BEGIN RECORDS TO USE

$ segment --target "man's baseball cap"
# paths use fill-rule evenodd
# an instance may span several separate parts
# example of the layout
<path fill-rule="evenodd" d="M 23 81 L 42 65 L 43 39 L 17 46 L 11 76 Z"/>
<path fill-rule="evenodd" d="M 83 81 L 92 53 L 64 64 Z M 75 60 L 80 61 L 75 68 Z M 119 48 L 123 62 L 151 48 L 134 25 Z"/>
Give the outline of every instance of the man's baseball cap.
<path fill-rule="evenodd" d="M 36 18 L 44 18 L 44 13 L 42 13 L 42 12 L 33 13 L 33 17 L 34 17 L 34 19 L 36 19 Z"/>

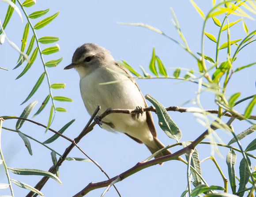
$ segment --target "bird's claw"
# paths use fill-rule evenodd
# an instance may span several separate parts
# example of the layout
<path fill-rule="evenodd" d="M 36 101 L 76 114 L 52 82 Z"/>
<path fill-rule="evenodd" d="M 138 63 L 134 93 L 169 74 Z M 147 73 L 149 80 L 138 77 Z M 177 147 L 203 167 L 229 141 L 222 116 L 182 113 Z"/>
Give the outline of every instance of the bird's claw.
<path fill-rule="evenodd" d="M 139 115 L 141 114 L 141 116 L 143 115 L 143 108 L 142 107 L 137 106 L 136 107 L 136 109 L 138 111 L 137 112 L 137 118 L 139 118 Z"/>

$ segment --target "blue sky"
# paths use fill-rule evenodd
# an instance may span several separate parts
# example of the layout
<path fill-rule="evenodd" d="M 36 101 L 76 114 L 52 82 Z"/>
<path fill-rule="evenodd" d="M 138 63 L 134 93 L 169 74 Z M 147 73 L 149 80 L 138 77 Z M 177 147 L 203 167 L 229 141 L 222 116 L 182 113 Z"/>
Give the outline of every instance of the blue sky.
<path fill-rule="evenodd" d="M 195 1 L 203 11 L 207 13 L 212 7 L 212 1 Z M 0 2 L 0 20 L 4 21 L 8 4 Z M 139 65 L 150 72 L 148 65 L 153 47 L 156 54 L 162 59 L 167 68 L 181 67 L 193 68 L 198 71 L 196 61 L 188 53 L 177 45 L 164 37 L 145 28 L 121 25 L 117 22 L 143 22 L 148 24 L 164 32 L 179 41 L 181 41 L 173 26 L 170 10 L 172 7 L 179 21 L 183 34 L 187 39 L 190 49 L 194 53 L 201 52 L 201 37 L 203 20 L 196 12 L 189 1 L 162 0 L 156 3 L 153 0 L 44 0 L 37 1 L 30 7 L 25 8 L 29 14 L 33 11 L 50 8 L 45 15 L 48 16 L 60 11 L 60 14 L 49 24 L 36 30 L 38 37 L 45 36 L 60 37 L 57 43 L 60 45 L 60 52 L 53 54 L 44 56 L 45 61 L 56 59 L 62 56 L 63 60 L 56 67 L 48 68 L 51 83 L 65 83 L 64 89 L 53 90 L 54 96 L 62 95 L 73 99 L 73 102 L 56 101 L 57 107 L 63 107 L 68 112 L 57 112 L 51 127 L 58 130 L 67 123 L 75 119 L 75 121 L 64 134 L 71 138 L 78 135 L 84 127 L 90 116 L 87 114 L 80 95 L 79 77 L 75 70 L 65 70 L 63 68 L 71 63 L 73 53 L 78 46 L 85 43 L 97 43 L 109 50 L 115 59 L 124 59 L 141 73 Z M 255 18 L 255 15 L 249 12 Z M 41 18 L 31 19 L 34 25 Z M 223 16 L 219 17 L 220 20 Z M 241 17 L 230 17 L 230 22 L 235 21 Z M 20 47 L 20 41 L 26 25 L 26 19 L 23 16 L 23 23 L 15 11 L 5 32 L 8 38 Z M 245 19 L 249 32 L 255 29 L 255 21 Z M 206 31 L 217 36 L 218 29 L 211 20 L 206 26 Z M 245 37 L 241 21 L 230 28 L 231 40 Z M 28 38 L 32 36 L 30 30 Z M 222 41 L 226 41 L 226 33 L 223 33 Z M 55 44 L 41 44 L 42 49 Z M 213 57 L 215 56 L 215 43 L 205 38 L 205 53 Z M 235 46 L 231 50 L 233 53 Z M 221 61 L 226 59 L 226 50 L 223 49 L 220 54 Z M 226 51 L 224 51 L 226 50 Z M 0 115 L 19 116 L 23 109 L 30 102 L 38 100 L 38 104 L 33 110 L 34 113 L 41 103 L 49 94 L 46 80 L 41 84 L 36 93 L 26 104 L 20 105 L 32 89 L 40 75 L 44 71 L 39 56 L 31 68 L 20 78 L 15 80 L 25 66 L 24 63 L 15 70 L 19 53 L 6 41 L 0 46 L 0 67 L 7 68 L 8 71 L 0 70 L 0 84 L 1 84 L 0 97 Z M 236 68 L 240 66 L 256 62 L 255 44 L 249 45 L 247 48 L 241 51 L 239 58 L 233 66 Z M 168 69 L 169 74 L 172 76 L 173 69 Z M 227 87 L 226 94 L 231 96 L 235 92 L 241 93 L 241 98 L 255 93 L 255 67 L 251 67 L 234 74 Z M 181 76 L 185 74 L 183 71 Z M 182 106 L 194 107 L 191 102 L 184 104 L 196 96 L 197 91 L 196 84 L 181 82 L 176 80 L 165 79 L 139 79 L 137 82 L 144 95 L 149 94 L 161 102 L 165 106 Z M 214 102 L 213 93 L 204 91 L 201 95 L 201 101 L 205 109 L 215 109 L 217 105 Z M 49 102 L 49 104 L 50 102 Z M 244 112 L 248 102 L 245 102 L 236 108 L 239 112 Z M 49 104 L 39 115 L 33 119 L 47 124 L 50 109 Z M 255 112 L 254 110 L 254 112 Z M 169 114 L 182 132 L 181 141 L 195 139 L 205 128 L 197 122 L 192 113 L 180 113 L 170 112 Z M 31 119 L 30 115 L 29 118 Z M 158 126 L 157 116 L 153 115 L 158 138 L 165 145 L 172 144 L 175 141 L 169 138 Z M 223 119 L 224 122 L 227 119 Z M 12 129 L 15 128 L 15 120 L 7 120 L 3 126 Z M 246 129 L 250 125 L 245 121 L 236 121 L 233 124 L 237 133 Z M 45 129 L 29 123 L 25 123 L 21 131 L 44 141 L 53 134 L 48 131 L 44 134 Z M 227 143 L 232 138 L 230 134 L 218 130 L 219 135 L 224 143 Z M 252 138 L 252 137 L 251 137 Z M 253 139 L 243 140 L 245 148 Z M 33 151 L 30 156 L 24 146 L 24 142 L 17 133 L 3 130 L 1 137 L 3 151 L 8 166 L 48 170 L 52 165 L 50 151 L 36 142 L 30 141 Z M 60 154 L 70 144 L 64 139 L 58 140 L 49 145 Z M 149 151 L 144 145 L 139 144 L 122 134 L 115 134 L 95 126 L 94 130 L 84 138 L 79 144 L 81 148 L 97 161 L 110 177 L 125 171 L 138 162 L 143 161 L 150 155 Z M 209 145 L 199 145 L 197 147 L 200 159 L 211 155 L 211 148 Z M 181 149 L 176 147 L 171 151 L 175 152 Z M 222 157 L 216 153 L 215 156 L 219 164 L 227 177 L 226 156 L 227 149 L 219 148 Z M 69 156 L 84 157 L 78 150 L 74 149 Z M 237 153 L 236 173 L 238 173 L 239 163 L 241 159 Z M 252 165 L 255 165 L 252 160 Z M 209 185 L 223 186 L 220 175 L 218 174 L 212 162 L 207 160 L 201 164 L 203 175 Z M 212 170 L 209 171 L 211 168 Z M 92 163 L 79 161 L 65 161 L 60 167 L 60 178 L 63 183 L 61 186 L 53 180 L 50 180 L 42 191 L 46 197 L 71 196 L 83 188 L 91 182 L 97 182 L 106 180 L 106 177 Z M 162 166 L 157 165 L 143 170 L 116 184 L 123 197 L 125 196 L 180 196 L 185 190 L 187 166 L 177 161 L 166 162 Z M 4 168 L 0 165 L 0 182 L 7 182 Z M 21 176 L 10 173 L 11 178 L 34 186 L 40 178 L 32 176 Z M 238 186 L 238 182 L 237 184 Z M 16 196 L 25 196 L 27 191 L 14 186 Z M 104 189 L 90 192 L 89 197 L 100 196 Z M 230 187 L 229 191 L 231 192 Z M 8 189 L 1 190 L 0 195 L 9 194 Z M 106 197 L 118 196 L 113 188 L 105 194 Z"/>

END RECORDS TO USE

GOAL ::
Reproduce everything from the start of the entries down to the line containing "36 18 L 44 18", switching "baseball cap" to "sports cap" and leaving all else unchanged.

TASK ANSWER ::
$ segment --target "man's sports cap"
# paths use fill-rule evenodd
# an instance may span several separate parts
# example of the layout
<path fill-rule="evenodd" d="M 23 81 L 42 65 L 43 39 L 17 46 L 11 76 Z"/>
<path fill-rule="evenodd" d="M 83 81 L 92 53 L 64 64 Z M 75 60 L 80 61 L 75 68 Z M 119 48 L 123 62 L 151 48 L 134 25 Z"/>
Give the outline of every instance of the man's sports cap.
<path fill-rule="evenodd" d="M 36 18 L 44 18 L 44 13 L 42 13 L 42 12 L 33 13 L 33 17 L 34 17 L 34 19 L 36 19 Z"/>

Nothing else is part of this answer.